··· Extracted data ···

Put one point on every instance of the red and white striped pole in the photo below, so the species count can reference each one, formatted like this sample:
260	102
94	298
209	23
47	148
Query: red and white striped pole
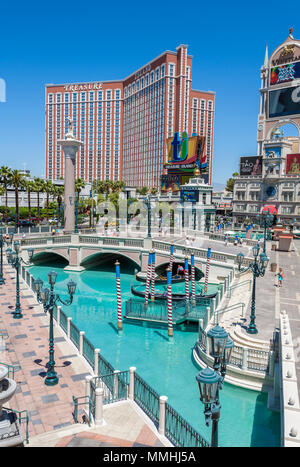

···

- [Task prompt] Skip the pictures and transcribe the rest of the records exactly.

- [Final answer]
Put one point on every instance of the red and white striped pole in the photo below, so the species count can reference each one, formatted like this sample:
260	102
94	298
209	23
47	148
Query: red and white striped pole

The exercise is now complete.